■ Selected excerpt:
Our Mindful Mama Practice


Courageous mothering requires a powerful shift in perspective (that's mindfulness)-- choosing to see our children through the eyes of love rather than fear. It's choosing to see our children:

*as 100% capable of anything they attempt to do, beginning at birth
*as possessing infinite intelligence. Our role is then to create opportunities for them to display it.
*as "born hardwired for struggle" (lovely quote by Brené Brown), strong, and resilient
*as trustworthy


These steps will give you the power to turn any fearful thought back to love. Sometimes it is easy, other times, not so much. Practice makes perfect. I've found it more challenging to "return to love" when my girls are doing something I see as dangerous (ahem-- scaling a climbing wall that looks 50 feet high), so I've started to practice these steps when I "fear" they are not able to do something for themselves.

Step 1) NOTICE when your brain starts to see through the eyes of fear. You may feel compelled to do something for your child they are completely able to do themselves (thinking they lack the ability, or fear that there isn't enough time, so you want to do it yourself) or you may feel the urge to stop certain behaviors to discourage them from doing something that scares you (fears for their safety).

■ Task brief:
Copy out, word for word, the part of the mindful mothering text starting with "Our Mindful Mama" and going on through "them to display it.".

■ Records:
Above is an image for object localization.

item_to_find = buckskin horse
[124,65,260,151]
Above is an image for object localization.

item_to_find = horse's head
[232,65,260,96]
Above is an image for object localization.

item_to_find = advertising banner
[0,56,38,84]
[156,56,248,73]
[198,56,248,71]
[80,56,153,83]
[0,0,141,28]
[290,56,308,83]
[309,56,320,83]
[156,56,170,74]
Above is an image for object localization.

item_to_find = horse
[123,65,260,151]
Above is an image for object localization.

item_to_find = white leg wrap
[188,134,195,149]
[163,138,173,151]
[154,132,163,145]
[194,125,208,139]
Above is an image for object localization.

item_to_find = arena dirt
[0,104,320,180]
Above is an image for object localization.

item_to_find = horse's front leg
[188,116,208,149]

■ Solved problem:
Our Mindful Mama Practice


Courageous mothering requires a powerful shift in perspective (that's mindfulness)-- choosing to see our children through the eyes of love rather than fear. It's choosing to see our children:

*as 100% capable of anything they attempt to do, beginning at birth
*as possessing infinite intelligence. Our role is then to create opportunities for them to display it.